* _WHAT THE TASK ASKS_
Count the lines in the rows below that contain the string "gray". Reply with the number alone.

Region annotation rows
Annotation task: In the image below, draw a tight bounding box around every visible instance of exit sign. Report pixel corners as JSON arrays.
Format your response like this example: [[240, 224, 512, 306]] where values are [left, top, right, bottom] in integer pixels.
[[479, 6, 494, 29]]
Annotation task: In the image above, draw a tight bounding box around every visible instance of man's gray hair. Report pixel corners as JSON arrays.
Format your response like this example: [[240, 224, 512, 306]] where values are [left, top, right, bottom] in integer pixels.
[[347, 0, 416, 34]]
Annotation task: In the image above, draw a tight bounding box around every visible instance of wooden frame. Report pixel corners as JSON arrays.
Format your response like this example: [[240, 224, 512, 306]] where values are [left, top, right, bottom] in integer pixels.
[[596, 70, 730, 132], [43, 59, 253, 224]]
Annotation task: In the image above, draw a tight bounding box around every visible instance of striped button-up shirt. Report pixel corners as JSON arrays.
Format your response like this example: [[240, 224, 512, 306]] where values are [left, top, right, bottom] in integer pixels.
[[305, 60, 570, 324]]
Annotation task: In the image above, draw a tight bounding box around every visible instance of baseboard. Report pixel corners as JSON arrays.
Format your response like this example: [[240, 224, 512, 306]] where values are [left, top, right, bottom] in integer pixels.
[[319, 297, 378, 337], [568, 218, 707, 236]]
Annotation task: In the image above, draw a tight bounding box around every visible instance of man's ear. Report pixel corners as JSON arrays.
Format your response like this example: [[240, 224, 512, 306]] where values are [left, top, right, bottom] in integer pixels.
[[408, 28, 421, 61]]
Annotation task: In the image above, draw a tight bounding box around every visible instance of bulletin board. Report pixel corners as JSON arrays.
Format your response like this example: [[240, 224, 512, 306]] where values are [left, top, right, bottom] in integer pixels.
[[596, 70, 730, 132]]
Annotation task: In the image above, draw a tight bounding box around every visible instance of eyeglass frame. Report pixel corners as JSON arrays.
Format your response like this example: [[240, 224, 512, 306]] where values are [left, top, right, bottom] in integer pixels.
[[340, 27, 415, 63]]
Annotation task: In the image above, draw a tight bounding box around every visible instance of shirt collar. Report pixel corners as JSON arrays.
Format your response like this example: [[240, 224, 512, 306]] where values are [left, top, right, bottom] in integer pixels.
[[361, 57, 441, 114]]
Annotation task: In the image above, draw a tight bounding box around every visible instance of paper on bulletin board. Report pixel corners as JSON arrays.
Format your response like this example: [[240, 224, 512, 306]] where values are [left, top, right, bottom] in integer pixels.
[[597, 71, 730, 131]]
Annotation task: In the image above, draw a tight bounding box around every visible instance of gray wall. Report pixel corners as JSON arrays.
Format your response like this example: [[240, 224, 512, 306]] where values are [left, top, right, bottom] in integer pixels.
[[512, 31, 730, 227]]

* _FULL OUTPUT_
2